- Actions to take:
**A.** Answer these questions using the article on the Barbados hotel vaccine policy:
(i) Starting on what date will the two hotels accept only vaccinated guests?
(ii) What is the name of the sister hotel of Bougainvillea Hotel?
(iii) Which organization does Geoffrey Roach chair?
**B.** Duplicate the article on the Barbados hotel vaccine policy from "But the BHTA" to "its own circumstances.", reproducing every word and mark as it appears.

A top hotel official has brushed off suggestions of fallout from UK tour operator Tradewinds cancelling its deal with two Barbadian hotels and accusing them of “medical apartheid” over a guest vaccine mandate.
The development won’t harm the country’s tourism product as winter bookings continue to rise, Chairman of the Barbados Hotel and Tourism Association (BHTA) Geoffrey Roach insisted on Thursday.
He made the comment after the British company terminated its contract with Bougainvillea Hotel at Maxwell Coast Road and its sister hotel Sugar Bay on Hastings Main Road in opposition to their proposed mandatory vaccination policy.
According to the new policy, the two hotels will only be accepting vaccinated guests from December 15 at the start of the Winter 2022 season.
The tour operator cancelled its contracts with the hotels, saying the policy “promotes medical apartheid”.
In the message posted on its website, Tradewinds wrote: “We have now terminated our contracts with Sugar Bay BB and Bougainvillea BB, due to their implementation of vaccinated guests only. We will say it again – we will not sell any hotel or airline that promotes medical apartheid.”
But the BHTA chairman said he is not surprised at the actions of the tour operator which he does not expect would tarnish this island’s number one revenue earner at this time.
“The truth is at this stage, I don’t see it having a negative impact because one of the things that our members have had asked of them from potential visitors was whether our teams were vaccinated. So there are people out there… travellers, who are comfortable with the concept of fully vaccinated environments,” Roach told Barbados TODAY.
He said the decision to accept only vaccinated guests is something each business would have to make based on its own circumstances.

Records from a data source
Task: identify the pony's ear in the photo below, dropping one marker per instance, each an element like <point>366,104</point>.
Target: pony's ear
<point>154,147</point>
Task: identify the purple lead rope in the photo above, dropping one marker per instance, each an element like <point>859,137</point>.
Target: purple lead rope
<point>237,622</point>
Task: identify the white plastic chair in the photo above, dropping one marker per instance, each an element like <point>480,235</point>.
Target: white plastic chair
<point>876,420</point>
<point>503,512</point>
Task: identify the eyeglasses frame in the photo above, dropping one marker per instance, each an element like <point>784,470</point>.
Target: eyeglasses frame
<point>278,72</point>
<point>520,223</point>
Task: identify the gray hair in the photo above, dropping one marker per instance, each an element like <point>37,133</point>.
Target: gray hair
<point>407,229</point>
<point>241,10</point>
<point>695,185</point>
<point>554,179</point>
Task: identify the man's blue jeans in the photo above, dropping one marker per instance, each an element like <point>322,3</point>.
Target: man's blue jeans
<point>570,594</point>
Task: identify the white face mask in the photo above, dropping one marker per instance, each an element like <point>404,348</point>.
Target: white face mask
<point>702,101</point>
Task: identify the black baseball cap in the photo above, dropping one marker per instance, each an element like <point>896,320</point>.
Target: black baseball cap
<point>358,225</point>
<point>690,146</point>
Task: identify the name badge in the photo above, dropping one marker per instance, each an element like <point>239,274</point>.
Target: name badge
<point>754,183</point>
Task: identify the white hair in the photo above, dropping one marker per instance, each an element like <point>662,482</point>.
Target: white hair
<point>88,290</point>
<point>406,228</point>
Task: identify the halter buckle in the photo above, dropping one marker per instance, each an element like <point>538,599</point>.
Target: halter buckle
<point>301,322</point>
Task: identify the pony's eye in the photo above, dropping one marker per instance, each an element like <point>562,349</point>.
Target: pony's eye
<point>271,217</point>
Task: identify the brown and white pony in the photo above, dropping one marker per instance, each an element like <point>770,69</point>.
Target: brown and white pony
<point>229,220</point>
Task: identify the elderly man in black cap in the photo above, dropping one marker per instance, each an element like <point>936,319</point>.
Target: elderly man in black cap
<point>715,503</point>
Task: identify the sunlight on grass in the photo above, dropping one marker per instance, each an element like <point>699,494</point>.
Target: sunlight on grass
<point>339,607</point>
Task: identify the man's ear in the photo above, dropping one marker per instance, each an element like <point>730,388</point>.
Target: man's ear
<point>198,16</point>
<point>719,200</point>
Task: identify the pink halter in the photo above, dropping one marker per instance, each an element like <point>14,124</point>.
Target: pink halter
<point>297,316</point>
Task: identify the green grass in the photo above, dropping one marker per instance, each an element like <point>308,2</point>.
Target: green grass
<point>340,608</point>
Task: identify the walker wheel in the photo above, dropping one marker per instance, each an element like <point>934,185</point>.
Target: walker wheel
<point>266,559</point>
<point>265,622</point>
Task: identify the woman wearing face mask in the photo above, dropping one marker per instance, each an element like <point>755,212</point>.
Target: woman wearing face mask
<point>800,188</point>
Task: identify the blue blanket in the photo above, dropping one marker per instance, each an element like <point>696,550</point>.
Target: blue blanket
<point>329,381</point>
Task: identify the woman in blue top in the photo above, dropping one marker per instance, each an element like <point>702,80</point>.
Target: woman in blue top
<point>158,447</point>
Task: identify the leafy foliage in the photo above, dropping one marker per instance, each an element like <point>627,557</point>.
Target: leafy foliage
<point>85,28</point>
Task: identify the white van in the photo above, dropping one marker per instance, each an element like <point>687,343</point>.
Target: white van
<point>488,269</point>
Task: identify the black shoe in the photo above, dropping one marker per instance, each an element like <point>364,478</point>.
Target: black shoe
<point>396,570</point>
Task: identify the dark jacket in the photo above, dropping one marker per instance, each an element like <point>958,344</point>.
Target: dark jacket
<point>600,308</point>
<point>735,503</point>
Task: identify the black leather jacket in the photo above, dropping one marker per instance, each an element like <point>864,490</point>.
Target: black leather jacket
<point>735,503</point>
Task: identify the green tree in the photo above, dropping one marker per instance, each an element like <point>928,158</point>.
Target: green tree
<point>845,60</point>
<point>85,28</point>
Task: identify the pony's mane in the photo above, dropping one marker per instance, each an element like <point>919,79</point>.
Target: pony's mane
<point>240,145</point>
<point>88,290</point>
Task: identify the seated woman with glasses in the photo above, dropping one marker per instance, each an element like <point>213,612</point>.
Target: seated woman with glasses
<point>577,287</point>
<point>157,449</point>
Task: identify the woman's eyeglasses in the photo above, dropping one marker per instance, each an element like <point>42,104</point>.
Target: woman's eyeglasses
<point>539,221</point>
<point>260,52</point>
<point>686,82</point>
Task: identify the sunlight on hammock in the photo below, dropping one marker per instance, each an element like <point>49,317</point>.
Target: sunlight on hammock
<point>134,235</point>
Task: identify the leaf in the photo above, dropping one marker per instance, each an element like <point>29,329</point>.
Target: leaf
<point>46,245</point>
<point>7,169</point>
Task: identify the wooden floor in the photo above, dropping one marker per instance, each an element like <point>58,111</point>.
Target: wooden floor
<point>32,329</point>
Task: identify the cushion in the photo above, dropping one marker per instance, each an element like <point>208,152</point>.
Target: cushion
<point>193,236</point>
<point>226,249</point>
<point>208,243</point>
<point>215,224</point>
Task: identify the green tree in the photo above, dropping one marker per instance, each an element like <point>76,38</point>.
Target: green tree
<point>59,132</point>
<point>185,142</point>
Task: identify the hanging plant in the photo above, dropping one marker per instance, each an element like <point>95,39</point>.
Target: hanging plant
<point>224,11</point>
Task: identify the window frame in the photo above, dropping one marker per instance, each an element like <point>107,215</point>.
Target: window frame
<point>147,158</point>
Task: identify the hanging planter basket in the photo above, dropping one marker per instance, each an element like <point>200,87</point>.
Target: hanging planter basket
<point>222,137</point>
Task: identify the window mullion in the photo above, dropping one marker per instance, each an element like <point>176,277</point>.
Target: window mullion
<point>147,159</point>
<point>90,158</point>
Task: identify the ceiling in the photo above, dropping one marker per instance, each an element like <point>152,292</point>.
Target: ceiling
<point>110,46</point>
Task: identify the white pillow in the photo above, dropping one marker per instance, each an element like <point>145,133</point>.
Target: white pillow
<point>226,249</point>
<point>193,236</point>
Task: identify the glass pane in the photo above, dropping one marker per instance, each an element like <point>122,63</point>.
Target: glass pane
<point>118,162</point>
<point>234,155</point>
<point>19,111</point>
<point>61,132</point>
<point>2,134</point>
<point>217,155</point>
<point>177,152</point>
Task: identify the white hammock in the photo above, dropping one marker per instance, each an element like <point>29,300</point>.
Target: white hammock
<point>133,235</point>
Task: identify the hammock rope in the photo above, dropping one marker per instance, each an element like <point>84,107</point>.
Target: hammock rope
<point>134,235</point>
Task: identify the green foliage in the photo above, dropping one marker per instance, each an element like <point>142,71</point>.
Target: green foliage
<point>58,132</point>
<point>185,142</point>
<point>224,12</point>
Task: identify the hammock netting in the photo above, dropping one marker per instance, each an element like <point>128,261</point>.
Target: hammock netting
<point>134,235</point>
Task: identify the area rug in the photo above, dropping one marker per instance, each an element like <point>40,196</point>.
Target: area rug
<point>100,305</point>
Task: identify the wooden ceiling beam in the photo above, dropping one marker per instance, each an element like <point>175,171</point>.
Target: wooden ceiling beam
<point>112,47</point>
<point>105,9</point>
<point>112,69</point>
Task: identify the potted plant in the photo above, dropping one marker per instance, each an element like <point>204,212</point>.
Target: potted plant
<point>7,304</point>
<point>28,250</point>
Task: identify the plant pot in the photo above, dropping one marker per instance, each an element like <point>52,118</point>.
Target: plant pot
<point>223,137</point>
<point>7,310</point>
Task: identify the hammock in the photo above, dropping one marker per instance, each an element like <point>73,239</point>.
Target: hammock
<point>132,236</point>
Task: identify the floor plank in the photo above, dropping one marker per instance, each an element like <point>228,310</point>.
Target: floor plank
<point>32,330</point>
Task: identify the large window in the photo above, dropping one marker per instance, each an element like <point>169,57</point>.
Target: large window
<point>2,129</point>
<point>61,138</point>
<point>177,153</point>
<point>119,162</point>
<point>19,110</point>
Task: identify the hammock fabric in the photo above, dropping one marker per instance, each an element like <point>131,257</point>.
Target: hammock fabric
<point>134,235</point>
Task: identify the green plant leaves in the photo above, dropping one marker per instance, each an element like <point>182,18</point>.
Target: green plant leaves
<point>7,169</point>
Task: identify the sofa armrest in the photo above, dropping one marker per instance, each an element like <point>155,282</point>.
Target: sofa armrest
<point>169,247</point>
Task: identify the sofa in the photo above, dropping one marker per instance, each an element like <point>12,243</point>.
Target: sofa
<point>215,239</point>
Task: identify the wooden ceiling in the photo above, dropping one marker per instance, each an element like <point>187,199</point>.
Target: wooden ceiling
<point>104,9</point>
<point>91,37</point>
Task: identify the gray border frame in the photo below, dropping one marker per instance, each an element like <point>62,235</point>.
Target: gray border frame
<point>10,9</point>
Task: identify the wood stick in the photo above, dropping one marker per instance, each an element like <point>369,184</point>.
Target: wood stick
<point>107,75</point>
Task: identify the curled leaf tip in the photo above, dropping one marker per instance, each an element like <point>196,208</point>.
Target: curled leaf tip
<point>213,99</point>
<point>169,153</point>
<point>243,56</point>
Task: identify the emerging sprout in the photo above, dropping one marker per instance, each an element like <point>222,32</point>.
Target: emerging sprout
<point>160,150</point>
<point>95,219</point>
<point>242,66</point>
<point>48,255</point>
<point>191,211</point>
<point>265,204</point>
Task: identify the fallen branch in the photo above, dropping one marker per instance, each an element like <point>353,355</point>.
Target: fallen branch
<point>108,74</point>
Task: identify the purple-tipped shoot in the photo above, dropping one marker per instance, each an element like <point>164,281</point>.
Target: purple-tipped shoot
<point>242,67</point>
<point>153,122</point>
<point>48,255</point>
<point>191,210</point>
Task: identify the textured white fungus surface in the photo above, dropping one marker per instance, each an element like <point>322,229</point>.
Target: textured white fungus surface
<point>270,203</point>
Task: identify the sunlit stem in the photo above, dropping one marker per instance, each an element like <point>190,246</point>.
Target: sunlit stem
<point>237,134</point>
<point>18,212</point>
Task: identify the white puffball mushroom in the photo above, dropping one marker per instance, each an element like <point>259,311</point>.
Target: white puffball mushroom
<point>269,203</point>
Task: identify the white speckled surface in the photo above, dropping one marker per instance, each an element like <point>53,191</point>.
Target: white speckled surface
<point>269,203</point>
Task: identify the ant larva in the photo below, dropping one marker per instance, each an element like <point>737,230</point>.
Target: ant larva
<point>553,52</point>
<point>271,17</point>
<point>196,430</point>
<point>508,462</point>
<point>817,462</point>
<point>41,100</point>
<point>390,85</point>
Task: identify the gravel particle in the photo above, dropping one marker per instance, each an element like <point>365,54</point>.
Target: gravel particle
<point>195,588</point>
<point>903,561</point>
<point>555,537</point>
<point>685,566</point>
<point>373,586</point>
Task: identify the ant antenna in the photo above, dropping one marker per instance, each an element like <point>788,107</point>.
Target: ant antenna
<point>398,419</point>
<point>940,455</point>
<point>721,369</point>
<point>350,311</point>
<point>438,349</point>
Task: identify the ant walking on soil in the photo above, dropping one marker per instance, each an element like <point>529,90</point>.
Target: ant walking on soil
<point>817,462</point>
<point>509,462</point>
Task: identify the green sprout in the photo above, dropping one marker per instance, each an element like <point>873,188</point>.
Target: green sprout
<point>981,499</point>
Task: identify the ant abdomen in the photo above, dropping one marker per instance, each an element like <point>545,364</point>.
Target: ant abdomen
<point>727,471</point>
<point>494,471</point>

- Response list:
**A.**
(i) December 15
(ii) Sugar Bay
(iii) The Barbados Hotel and Tourism Association (BHTA)

**B.**
But the BHTA chairman said he is not surprised at the actions of the tour operator which he does not expect would tarnish this island’s number one revenue earner at this time.
“The truth is at this stage, I don’t see it having a negative impact because one of the things that our members have had asked of them from potential visitors was whether our teams were vaccinated. So there are people out there… travellers, who are comfortable with the concept of fully vaccinated environments,” Roach told Barbados TODAY.
He said the decision to accept only vaccinated guests is something each business would have to make based on its own circumstances.